• GIVEN DATA
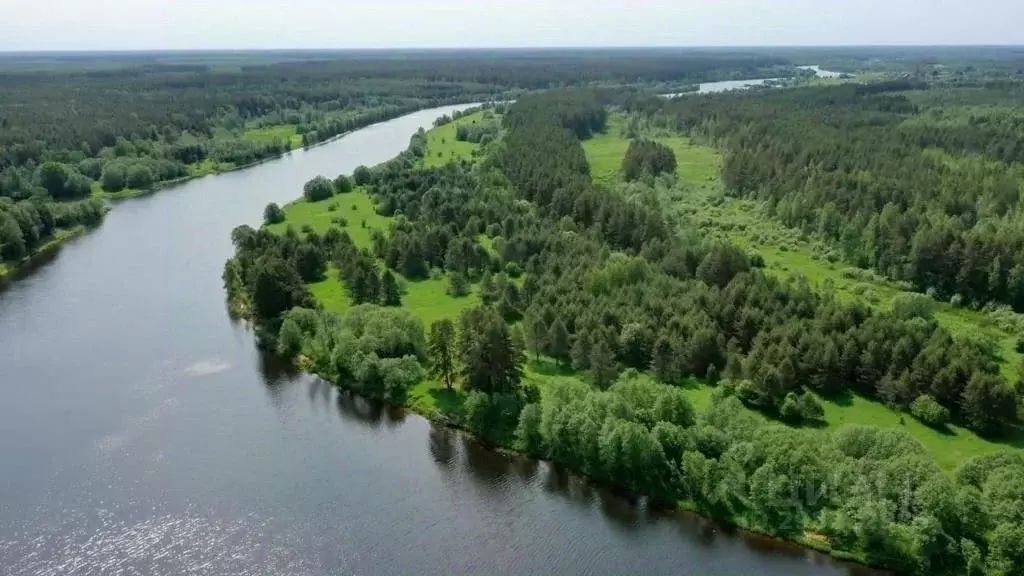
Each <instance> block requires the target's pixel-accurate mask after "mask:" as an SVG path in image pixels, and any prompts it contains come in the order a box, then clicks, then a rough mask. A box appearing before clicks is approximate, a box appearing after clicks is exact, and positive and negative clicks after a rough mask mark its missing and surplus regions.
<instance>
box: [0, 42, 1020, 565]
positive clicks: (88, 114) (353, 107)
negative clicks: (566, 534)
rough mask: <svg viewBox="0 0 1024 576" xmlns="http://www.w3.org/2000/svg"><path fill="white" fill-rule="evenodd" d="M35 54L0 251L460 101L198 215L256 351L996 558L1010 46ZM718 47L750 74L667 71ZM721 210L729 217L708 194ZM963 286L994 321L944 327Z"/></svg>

• TASK
Please repeat these lines with every "rough mask" swapped for "coarse mask" and everything else unchanged, and leave the picture out.

• ANSWER SPACE
Each <instance> block requires the target's pixel-accurate mask after "mask:" as an SVG path in image pixels, and any prompts it contains come in the order a box, then clicks, then a coarse mask. A box appearing before clicks is approximate, a box appearing after clicks is exact, and positive and negative clicks after a coarse mask mark its missing and surplus regions.
<instance>
box: [0, 42, 1020, 565]
positive clicks: (88, 114) (353, 107)
negative clicks: (566, 534)
coarse mask: <svg viewBox="0 0 1024 576" xmlns="http://www.w3.org/2000/svg"><path fill="white" fill-rule="evenodd" d="M35 54L0 251L460 101L198 215L256 351L996 558L1010 46ZM718 47L750 74L667 71ZM721 210L729 217L708 194ZM963 286L994 321L944 327Z"/></svg>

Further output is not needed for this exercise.